__Trecho da página__:
::::::
A suspeita sobre a compra de imunizantes veio à tona em torno da negociação da vacina indiana Covaxin, quando a Folha revelou em 18 de junho o teor do depoimento sigiloso do servidor da Saúde Luis Ricardo Miranda ao Ministério Público Federal (MPF), que relatou pressão “atípica” para liberar a importação de doses do imunizante indiano.
Desde então, o caso virou prioridade da CPI. A comissão suspeita do contrato para a aquisição da vacina por ter sido fechado em tempo recorde, em um momento em que a Covaxin ainda não tinha todos os dados de ensaios clínicos divulgados, e por prever o maior valor por dose, em torno de R$ 80 (ou US$ 15 a dose).
Meses antes, o ministério já tinha negado propostas de vacinas mais baratas do que a Covaxin e já aprovadas em outros países, como a Pfizer (que custava US$ 10).
A crise chegou ao Palácio do Planalto após o deputado federal Luis Miranda (DEM-DF), irmão do servidor da Saúde, relatar que o presidente havia sido alertado por eles em março sobre irregularidades.
Bolsonaro teria respondido, segundo o parlamentar, que iria acionar a Polícia Federal para que abrisse uma investigação. A CPI, no entanto, constatou que não houve solicitações nesse sentido. O Ministério da Saúde suspendeu o contrato após a
Folha revelar o teor do depoimento de Ricardo Miranda ao MPF.
::::::
__Material de origem__:

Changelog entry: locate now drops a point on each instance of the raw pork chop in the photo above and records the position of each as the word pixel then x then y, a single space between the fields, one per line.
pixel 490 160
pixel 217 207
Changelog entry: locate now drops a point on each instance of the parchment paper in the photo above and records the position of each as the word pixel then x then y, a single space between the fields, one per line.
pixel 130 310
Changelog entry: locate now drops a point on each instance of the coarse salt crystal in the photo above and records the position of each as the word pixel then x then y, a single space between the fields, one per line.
::::::
__Requisitos da tarefa__:
Por favor, transcreva do trecho sobre a compra da Covaxin a passagem que começa em "A crise chegou" e termina em "Miranda ao MPF.".

__Resposta esperada__:
A crise chegou ao Palácio do Planalto após o deputado federal Luis Miranda (DEM-DF), irmão do servidor da Saúde, relatar que o presidente havia sido alertado por eles em março sobre irregularidades.
Bolsonaro teria respondido, segundo o parlamentar, que iria acionar a Polícia Federal para que abrisse uma investigação. A CPI, no entanto, constatou que não houve solicitações nesse sentido. O Ministério da Saúde suspendeu o contrato após a
Folha revelar o teor do depoimento de Ricardo Miranda ao MPF.